# TO-DO LIST:
**a)** From the SQLite journal modes text, extract the passage that begins at the words "8. Journal Modes: DELETE, WAL, MEMORY" and stops after "for no benefit.".
**b)** Name every SQLite journal mode that the journal modes text discusses.

# TEXT EXCERPT:
Both checks-and-sets would use FDB transactions to ensure atomicity.

8. Journal Modes: DELETE, WAL, MEMORY

SQLite has several journal modes, selected with PRAGMA journal_mode=MODE. The journal is SQLite’s crash recovery mechanism (distinct from FDB’s own recovery).

DELETE (default rollback journal): Before modifying a page, SQLite copies the original page content to a separate journal file. If a crash occurs during a write, SQLite replays the journal to restore the original page content.

With FDB, this is redundant: FDB’s transactions provide rollback for free. A partial WriteAt that crashes mid-transaction rolls back automatically. The journal file would be stored in FDB via our VFS, adding overhead for no benefit.

WAL (Write-Ahead Log): Instead of copying original pages before modification, SQLite appends new page versions to a WAL file. Readers check the WAL before reading the main database file. A “checkpoint” operation copies WAL pages back to the main file.

WAL mode requires xShmMap — shared memory for the WAL index. This is a memory-mapped file that multiple processes share to coordinate which WAL frames are valid. Implementing xShmMap in FDB would require:

A small FDB key range to store the WAL index state.
Synchronized access to that state via FDB transactions. This is complex but possible — mvsqlite does it.

MEMORY: SQLite uses an in-memory journal, not written to any file. Rollback is possible within a transaction but not after a crash.

# DATA:
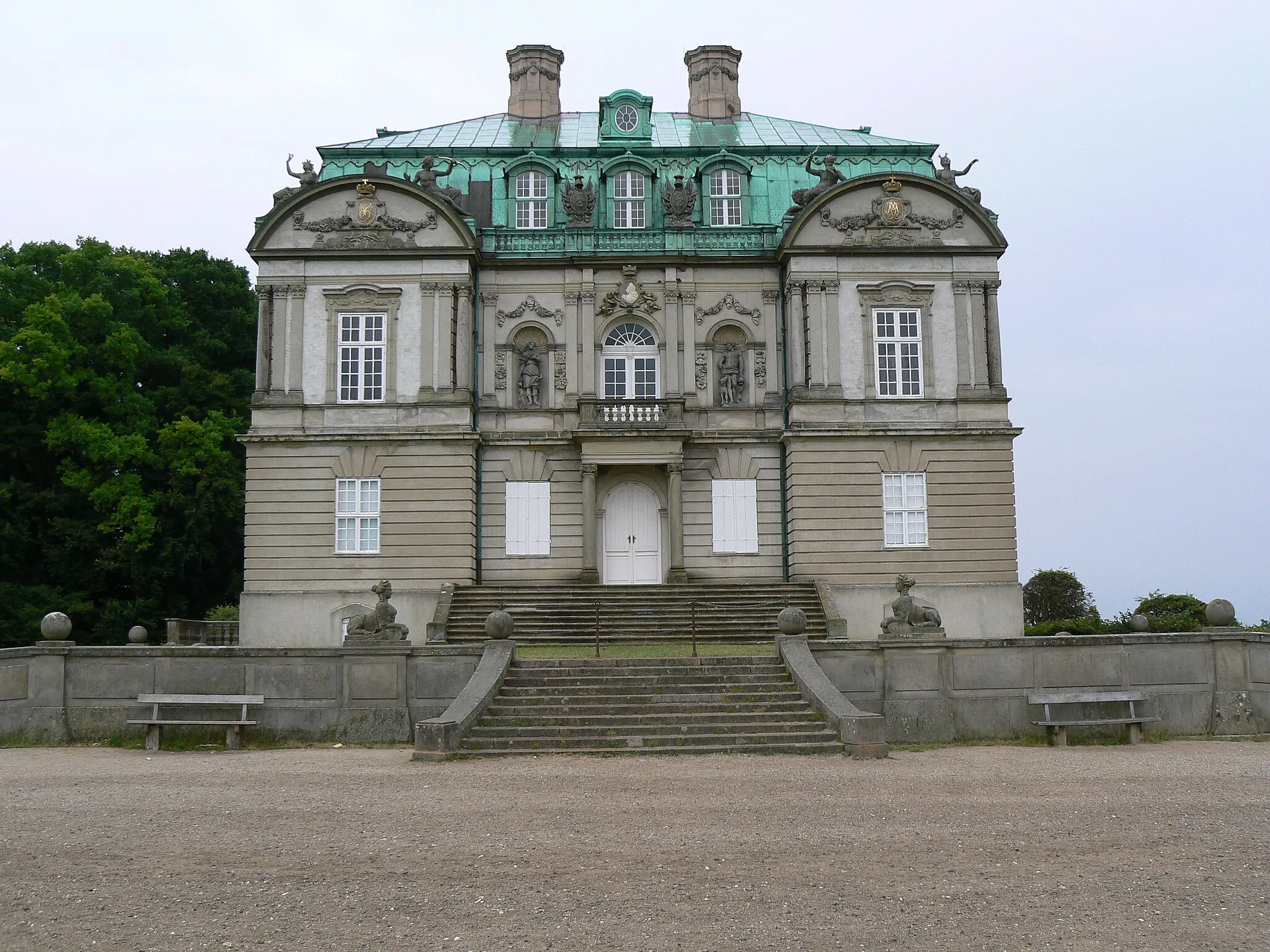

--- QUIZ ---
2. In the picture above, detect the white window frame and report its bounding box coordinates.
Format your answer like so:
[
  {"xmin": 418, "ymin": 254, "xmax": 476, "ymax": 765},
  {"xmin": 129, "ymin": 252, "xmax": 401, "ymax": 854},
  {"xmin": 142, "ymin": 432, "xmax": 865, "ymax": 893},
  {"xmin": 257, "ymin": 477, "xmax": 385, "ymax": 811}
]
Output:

# TASK-BY-TASK SOLUTIONS:
**a)**
8. Journal Modes: DELETE, WAL, MEMORY

SQLite has several journal modes, selected with PRAGMA journal_mode=MODE. The journal is SQLite’s crash recovery mechanism (distinct from FDB’s own recovery).

DELETE (default rollback journal): Before modifying a page, SQLite copies the original page content to a separate journal file. If a crash occurs during a write, SQLite replays the journal to restore the original page content.

With FDB, this is redundant: FDB’s transactions provide rollback for free. A partial WriteAt that crashes mid-transaction rolls back automatically. The journal file would be stored in FDB via our VFS, adding overhead for no benefit.

**b)** DELETE, WAL, MEMORY